| OBJETIVO A |
No texto sobre o cogito, de que modo Descartes chegou ao cogito?

| TEXTO FORNECIDO |
R. Descartes, Meditações sobre a Filosofia Primeira, Coimbra, Livraria Almedina, 1985, p. 108.
4- Descartes e o Cogito
Mas, logo em seguida, adverti que, enquanto eu queria assim pensar que tudo era falso, cumpria necessariamente que eu, que pensava fosse alguma coisa. E, notando que esta verdade: eu penso, logo existo,era tão firme e tão certa que todas as mais extravagantes suposições dos céticos não seriam capazes de a abalar, julguei que podia aceitá-la, sem escrúpulo, como o primeiro princípio da Filosofia que procurava".
- Qual a importância do cogito?
- Com esta verdade indubitável, Descartes derrotou os cépticos.
- O Cogito é uma verdade auto justificada
- É uma verdade da razão e não dos sentidos
· DESCARTES PROCURA NESSA CERTEZA O CRITÉRIO DE VERDADE – O QUE O FAZ TER A CERTEZA DE QUE O COGITO É UMA VERDADE.
- Como chegou
Descartes ao cogito?
Por intuição. É uma ideia que se apresenta ao espírito clara e distintamente.

| OBJETIVO B |
Reescreva a listagem da linha que contém "of the pair" até o fim dela, inclusive, substituindo "planogram audit" por "shelf inspection" e mantendo todo o restante inalterado.

(Registros de marcação)

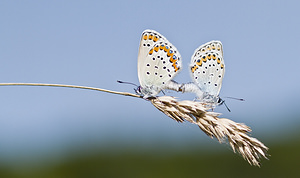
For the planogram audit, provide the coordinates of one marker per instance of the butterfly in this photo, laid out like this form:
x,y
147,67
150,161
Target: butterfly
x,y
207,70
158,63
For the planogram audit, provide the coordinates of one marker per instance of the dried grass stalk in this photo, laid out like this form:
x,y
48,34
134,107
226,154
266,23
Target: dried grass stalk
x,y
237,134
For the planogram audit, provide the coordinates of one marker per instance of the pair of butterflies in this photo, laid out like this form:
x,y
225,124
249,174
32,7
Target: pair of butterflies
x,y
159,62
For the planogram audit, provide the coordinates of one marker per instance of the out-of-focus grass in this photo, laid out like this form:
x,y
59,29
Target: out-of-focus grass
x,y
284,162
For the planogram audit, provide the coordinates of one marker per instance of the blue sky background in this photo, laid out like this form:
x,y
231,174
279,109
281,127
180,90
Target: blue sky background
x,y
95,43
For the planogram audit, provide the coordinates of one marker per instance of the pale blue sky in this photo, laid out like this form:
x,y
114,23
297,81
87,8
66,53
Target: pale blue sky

| RESULTADO CORRETO A |
Por intuição.

| RESULTADO CORRETO B |
For the shelf inspection, provide the coordinates of one marker per instance of the pair of butterflies in this photo, laid out like this form:
x,y
225,124
249,174
32,7
Target: pair of butterflies
x,y
159,62
For the shelf inspection, provide the coordinates of one marker per instance of the out-of-focus grass in this photo, laid out like this form:
x,y
59,29
Target: out-of-focus grass
x,y
284,162
For the shelf inspection, provide the coordinates of one marker per instance of the blue sky background in this photo, laid out like this form:
x,y
231,174
279,109
281,127
180,90
Target: blue sky background
x,y
95,43
For the shelf inspection, provide the coordinates of one marker per instance of the pale blue sky in this photo, laid out like this form:
x,y
114,23
297,81
87,8
66,53
Target: pale blue sky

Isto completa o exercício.